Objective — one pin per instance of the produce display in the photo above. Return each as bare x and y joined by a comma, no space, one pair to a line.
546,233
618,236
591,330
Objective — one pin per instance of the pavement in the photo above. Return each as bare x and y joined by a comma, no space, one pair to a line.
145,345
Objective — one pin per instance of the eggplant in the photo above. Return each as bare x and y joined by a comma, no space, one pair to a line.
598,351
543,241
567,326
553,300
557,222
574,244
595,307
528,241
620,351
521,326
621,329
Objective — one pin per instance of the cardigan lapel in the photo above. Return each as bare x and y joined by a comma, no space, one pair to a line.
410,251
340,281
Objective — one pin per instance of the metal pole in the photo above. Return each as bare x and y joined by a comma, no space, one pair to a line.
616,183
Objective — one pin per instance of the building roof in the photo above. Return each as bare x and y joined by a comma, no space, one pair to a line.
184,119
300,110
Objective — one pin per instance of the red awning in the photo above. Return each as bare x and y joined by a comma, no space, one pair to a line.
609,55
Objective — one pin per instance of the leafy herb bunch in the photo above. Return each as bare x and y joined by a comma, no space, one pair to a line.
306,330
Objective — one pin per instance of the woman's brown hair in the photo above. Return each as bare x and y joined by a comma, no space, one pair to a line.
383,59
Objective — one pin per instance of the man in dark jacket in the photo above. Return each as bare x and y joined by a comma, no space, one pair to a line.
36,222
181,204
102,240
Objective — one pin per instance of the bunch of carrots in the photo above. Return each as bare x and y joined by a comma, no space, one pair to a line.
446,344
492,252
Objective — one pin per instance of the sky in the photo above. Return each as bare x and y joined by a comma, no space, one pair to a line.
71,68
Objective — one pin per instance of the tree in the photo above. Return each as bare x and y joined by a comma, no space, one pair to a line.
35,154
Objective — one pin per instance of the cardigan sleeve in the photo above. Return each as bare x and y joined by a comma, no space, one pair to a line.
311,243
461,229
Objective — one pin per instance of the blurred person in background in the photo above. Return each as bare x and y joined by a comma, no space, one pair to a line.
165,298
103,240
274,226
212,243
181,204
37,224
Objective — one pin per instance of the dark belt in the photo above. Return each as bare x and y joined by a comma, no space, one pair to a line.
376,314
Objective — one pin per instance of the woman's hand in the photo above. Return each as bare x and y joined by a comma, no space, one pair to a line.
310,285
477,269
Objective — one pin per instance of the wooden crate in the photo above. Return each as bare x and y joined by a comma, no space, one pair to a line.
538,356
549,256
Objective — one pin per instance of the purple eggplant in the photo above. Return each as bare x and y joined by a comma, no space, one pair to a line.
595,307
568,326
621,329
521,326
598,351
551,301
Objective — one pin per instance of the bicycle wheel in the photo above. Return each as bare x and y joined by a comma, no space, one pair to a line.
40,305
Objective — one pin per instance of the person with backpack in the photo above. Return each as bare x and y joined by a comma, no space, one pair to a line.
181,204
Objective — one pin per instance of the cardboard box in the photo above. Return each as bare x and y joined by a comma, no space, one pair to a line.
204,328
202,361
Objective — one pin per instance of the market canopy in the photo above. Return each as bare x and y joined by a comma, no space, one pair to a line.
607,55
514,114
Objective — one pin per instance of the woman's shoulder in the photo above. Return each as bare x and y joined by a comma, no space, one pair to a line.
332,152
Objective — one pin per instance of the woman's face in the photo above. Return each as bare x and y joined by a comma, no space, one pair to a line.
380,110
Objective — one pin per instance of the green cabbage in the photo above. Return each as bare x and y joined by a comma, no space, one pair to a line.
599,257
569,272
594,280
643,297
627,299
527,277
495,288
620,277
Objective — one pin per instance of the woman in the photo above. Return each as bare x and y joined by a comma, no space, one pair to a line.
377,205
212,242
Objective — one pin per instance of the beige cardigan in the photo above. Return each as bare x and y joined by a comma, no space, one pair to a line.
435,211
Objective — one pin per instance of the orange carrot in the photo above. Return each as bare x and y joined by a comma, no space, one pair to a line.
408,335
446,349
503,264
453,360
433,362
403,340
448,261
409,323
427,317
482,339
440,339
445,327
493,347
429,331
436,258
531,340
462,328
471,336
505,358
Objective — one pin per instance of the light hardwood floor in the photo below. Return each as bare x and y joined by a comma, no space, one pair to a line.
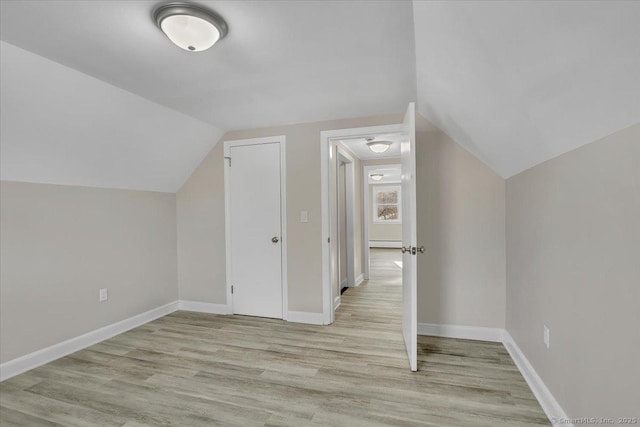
199,369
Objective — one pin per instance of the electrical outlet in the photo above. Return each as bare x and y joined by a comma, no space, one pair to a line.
545,335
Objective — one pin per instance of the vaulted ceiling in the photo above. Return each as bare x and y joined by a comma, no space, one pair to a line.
94,94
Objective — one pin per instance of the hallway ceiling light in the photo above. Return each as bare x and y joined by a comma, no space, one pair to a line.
190,27
379,146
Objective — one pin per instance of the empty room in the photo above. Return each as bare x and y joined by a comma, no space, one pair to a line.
305,212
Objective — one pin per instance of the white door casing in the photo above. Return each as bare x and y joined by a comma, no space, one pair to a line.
255,225
409,237
327,182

> [What you are asked to do]
Omit the pictures, then output the rest of the listing exactly.

> [Solution to the exercise]
Objective — one pin per instance of the produce display in the photo above. Return each as bare x and y joined by a comma, no space, one pair to a line.
546,233
618,236
591,330
Objective — one pin per instance of the pavement in the photo above. Return each as bare x and y joined by a comma, no space, one pair to a line.
145,345
Objective — one pin per instance of the eggplant in the photo above. Return each as bare x and y joined by a comma, no space, one pair to a line.
598,351
543,241
567,326
553,300
557,222
574,244
595,307
528,241
620,351
521,326
621,329
Objective — one pin per instance of the cardigan lapel in the photo above. Return each as bare x and y joined by a comma, no space, one pair to a line.
410,251
340,281
Objective — one pin per instance of the metal pole in the photo above. Return each as bare x and y joined by a comma, no space, one pair to a line.
616,183
Objective — one pin per instance of the building roof in the photo above. Return each as bare x and y joined by a comma, no space, one pair to a line.
184,119
300,110
Objective — one pin per instance of the red awning in the photo above. Return each as bare x and y joined by a comma, no space, one pair to a line.
609,55
Objective — one pin per instance of the leafy herb bunch in the photo above. Return each as bare x and y joined by a comma, no space, one pair to a line.
306,330
Objective — one pin per instance of the woman's brown hair in the photo above. Return each as bare x and y joined by a comma, no space, one pair to a line.
383,59
Objective — one pin per instance of the man in dark jacket in the photo above. Return each as bare x and y joined by a comma, no space, one pair to a line.
36,222
181,204
102,240
Objective — one pin per instance of the bunch of carrots in the photo above. Return each as bare x and y joined by a comma, no space, one pair to a line.
446,344
492,252
Objective — one pin per instance of the sky in the photo above. Return each as bare x and y joined by a comma, no space, one pair to a line.
71,68
Objective — one pin per instance of the tree in the photo above. Return each as bare x and y joined by a comma, no space, one pair to a line.
35,154
Objective — one pin per instance of the cardigan sleeve in the photo above. Return each as bare x and y joined by a comma, no space, one pair to a line.
311,243
461,229
Objective — one pin per instance of the blurred person in background in the photo above. Return each as bare x and y joined by a comma, no space, one pair to a line.
165,298
103,240
274,226
212,243
181,204
37,224
Objective — one pin per instance of the dark belt in the photo above. Return each as bare x and y joined by a comma, no space, one pair to a line.
376,314
Objective — one pin per instance of the woman's hand in the photo above. Return each as bare x and y joined by a comma, no space, one pair to a line.
310,285
477,269
Objective — one pin per instance of the wooden crate in the photo above. Return each as bare x and y joined by a comma, no space, one pair to a line.
538,356
549,256
Objective — one pin per instance of the purple eggplant in the photo above. Return each as bare x and y joined by a comma, no space, one pair to a line.
595,307
568,326
621,329
521,326
598,351
551,301
Objective — one pin per instance of the bicycle wheel in the photo above. Return each as bare x and y joined by a comma, no space, one pair to a line.
40,305
Objective — one pin per instance of the person with backpack in the photo above. Return each as bare x and y joined by a comma, no space, one pair to a line.
181,204
Objective — one pin per instance of the cardboard box in the photo above. Return each as bare x and y joined by a comma, no space, one pair to a line.
204,328
202,361
Objective — one pin per instance of the market canopy in the photo above. Return each as bare x and y joined by a comma, no space, one pair to a line.
607,55
514,114
Objective — one pin per instance of the woman's shoulder in the photo above. Return each as bare x and y joined by a comma, no space, one pair to a line.
332,152
Objective — one pin per instance of the woman's face in the photo above. Return each as bare x and y joined by a comma, no space, one pair to a line.
380,110
Objective — one pin per instance of the green cabbage in the photo above. Return each as bare x and y joined by a comma, no space, one pair to a line.
599,257
569,272
594,280
643,297
627,299
527,277
495,288
620,277
Objective — one pin per instance of the woman in the photo above. Return each as bare x and y joined by a comma, no space, one pair to a line.
377,205
212,242
Objective — one pin per instance of the beige cardigan in the photo above. Return each as bare x and y joined by a comma, no space, one pair to a line.
435,211
Objective — one pin per instance of the orange carrot in the photo above. Return each as bare x and y joined by a comma, no space, one pair to a line.
408,335
446,349
503,264
453,360
433,362
403,340
448,261
409,323
427,317
482,339
440,339
445,327
493,347
429,331
436,258
531,340
462,328
471,336
505,358
Objective — one pin per instance of the light hardwood floor in the photo below. Return each as bare x and y joined by a comma, no space, one pair to a line.
199,369
Objective — one pin per instance of the electrical outlet in the photo above. Return each as bare x and y joined by a comma, no space, one pair to a line.
545,335
Objective — one pin per instance of the vaulted ceiling in the photo above. Return each as bare x and y joined by a comma, no space, one pair to a line.
94,94
Objective — one pin per instance of the hallway ceiling light in the photo above. Return each as bare x and y joined by a comma, no space, one pair to a line.
190,27
379,146
Objective — one pin per instance of the empty room in the photo above. Return each as bare x and y joined by a comma, no space, one pair to a line.
305,212
Objective — one pin per instance of the white door casing in the photo above. Return each as bare x and y joined by a comma, no space, one pair to a line.
255,225
409,237
327,182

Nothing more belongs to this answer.